PROBLEM DESCRIPTION: Decide whether each statement agrees with the softmax text below, answering yes or no and quoting the words of the text that settle it. 1. SciPy 1.2.0 includes the softmax as a special function. 2. Giving θ a large value spreads probability evenly across the classes. 3. In the canonical example, an item can belong to several classes at once.

TEXT PASSAGE:
________________________________________

A softmax function for numpy.

March 2017

Update (Jan 2019): SciPy (1.2.0) now includes the softmax as a special function. It's really slick. Use it. Here are some notes.

I use the softmax function constantly. It's handy anytime I need to model choice among a set of mutually exclusive options. In the canonical example, you have some metric of evidence, $X = \{ X_1, X_2, ... X_n\} $, that an item belongs to each of $N$ classes: $ C = \{C_1, C_2, ... C_n\} $. $X$ can only belong to one class, and larger values indicate more evidence for class membership. So you need to convert the relative amounts of evidence into probabilities of membership within each of the classes.

That's what the softmax function is for. Below I have written the mathematics, but idea is simple: you divide each element of $X$ by the sum of all the elements:

$$ p(C_n) = \frac{ \exp{\theta \cdot X_n} } { \sum_{i=1}^{N}{\exp {\theta \cdot X_i} } } $$

The use of exponentials serves to normalize $X$, and it also allows the function to be parameterized. In the above equation, I threw in a free parameter, $\theta$ ($\theta \geq 0$), that broadly controls determinism. Within the exponentiation, $\theta$ makes larger values of $X$ larger-er, so if you set $\theta$ to a large value, the softmax really squashes things: Elements of $X$ with anything but the largest values will have a probability very close to zero. When $\theta = 1$, it's as if the parameter was never there.

________________________________________

ENTRIES:

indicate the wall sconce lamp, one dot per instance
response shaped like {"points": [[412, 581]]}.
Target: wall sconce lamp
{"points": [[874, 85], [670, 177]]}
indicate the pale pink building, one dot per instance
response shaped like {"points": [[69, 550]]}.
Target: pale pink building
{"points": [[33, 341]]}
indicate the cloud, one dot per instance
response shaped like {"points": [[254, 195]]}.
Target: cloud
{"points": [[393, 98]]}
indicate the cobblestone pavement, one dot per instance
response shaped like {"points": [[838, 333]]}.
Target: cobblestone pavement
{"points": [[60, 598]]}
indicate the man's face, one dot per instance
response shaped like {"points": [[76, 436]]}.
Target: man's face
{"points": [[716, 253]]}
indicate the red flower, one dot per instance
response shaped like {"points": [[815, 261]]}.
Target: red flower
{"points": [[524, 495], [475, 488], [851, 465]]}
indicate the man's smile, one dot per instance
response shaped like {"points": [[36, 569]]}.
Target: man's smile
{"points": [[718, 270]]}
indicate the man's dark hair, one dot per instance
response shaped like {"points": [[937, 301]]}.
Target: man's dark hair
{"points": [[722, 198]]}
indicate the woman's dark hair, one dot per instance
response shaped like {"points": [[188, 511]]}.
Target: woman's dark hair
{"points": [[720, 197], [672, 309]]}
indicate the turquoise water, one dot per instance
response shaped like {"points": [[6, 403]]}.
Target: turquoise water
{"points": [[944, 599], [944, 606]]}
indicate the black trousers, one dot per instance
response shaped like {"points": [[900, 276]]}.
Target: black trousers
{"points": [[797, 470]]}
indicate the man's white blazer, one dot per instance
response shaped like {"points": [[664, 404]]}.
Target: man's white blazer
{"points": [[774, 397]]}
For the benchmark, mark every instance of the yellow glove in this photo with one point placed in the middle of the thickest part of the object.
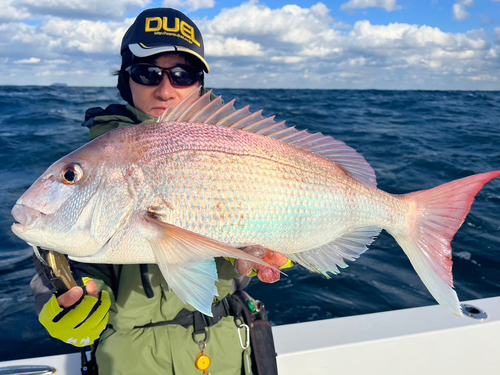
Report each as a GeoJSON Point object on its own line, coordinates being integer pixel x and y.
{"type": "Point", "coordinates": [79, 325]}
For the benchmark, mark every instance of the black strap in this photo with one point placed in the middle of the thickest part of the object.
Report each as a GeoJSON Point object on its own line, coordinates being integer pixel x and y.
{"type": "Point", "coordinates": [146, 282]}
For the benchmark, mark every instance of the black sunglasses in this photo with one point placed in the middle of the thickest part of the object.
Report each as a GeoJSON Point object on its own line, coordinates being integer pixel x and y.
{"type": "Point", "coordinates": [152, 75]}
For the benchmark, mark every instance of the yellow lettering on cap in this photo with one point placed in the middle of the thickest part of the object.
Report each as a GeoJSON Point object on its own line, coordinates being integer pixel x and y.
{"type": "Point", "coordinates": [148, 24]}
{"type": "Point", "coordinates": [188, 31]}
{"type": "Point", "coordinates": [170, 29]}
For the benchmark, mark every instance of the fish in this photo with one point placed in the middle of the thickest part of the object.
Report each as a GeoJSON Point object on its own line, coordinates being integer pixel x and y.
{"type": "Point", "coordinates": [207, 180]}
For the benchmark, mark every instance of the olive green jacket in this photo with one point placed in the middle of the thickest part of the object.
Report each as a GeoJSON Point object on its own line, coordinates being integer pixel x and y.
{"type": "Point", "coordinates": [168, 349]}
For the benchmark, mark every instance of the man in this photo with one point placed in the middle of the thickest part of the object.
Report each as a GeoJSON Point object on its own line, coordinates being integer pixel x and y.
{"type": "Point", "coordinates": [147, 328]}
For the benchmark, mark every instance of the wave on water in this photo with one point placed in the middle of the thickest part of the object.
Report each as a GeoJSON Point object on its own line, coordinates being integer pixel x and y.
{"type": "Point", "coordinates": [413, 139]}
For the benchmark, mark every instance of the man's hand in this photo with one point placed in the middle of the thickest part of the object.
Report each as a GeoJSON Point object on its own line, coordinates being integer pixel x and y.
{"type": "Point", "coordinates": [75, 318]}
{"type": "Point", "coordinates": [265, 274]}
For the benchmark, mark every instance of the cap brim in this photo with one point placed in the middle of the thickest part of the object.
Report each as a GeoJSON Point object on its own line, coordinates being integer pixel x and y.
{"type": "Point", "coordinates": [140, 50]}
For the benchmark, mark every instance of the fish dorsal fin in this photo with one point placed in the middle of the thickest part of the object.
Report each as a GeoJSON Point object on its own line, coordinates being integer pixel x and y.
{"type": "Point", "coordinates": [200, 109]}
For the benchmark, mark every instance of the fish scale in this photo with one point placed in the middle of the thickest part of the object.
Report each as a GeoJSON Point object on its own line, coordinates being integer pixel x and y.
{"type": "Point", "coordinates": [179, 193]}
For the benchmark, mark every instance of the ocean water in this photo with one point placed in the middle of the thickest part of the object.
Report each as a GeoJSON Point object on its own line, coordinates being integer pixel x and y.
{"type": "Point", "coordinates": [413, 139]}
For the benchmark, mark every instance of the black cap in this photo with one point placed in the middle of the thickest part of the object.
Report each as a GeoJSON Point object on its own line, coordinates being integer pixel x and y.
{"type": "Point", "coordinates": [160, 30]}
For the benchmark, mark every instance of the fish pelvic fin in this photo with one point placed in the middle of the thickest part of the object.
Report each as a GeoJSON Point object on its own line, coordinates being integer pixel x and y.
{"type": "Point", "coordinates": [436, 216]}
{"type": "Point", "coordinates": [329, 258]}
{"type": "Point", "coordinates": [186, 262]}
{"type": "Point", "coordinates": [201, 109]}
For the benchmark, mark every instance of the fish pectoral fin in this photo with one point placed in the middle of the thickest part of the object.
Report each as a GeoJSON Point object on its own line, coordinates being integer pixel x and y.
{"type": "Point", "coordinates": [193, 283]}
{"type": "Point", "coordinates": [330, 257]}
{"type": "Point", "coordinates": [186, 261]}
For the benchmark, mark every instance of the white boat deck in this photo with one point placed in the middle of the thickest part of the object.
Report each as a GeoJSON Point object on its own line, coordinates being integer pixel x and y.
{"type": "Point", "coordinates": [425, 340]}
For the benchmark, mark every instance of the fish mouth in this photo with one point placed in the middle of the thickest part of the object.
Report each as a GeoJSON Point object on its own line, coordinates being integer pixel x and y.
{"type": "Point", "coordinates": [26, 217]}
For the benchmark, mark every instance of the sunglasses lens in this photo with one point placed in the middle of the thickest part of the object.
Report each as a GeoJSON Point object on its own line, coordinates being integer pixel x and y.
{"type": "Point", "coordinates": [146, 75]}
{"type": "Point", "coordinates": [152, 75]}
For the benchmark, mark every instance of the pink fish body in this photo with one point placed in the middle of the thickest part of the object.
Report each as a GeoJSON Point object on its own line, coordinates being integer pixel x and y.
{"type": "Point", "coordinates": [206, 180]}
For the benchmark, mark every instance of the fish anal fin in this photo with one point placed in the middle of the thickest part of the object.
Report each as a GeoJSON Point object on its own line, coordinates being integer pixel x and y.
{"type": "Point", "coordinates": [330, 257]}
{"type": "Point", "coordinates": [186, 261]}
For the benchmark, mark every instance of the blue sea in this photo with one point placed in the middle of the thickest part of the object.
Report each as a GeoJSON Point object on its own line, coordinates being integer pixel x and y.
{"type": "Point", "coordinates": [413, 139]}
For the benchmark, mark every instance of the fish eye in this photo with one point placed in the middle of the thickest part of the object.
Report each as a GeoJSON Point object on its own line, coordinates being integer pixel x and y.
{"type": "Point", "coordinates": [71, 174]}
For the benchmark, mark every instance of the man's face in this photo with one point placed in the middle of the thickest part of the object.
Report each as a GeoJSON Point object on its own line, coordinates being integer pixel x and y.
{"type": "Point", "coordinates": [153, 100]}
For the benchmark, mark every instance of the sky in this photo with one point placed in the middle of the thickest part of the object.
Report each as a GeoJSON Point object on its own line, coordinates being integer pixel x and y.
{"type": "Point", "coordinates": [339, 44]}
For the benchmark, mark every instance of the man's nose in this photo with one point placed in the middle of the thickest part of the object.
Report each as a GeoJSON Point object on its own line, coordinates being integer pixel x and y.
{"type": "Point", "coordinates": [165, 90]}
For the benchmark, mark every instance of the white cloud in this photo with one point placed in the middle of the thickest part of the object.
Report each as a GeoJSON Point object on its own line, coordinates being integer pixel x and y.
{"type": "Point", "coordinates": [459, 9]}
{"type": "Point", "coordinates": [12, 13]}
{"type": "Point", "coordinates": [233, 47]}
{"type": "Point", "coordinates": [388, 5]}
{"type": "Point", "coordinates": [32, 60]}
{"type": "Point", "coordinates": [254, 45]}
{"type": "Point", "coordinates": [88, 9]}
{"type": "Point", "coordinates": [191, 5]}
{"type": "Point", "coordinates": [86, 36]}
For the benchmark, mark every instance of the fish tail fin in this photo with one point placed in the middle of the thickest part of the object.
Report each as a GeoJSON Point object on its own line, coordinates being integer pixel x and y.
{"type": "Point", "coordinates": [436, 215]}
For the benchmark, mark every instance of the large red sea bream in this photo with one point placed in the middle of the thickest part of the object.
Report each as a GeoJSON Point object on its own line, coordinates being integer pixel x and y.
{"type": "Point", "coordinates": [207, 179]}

________________________________________

RESULT OF THE EXERCISE:
1. Yes: "SciPy (1.2.0) now includes the softmax as a special function."
2. No: "the softmax really squashes things" and "will have a probability very close to zero."
3. No: "can only belong to one class."